→ **Problem A**:
From the bone-repair passage, list every process that endochondral ossification is said to be responsible for.
→ **Problem B**:
Using the bone-repair passage, give a short answer to each item below, marking your answers (i), (ii), and (iii).
(i) Where are the cartilage constructs created before they are implanted into bone defects?
(ii) What system is used to apply controlled, intermittent force to bone grafts?
(iii) What would understanding how mechanics influences the repair of tissue-engineered constructs provide?

#### Supplied passage

Mechanical and biomedical engineer Dr. Robert Guldberg is developing three-dimensional, implantable constructs to enhance the repair and regeneration of bone within an organism. One approach attempts to mimic the natural process of bone repair by implanting cartilage constructs created in an incubator into bone defects. Cartilage is bone's natural scaffold during a process called endochondral ossification, which is responsible for bone development, growth and fracture healing.
Guldberg is also studying the possibility of mechanically stimulating bone graft repair with the application of controlled, intermittent force using an in vivo hydraulic bone chamber system.
Understanding how mechanics influences the repair of tissue-engineered constructs would provide microstructural design objectives for manufacturing effective biomaterial scaffolds.

########
#### Supplied material

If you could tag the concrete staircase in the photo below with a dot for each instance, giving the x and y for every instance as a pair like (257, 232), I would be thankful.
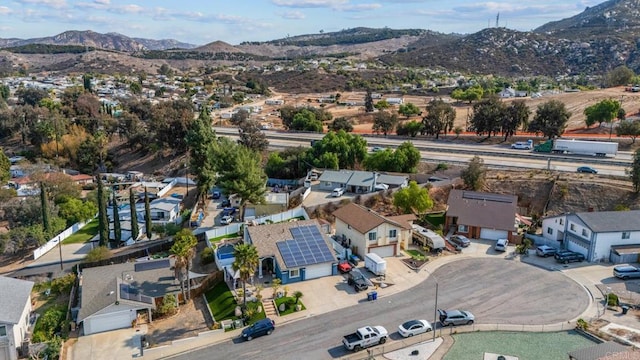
(269, 307)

########

→ **Exercise response A**:
Bone development, bone growth, and fracture healing.

→ **Exercise response B**:
(i) In an incubator.
(ii) An in vivo hydraulic bone chamber system.
(iii) Microstructural design objectives for manufacturing effective biomaterial scaffolds.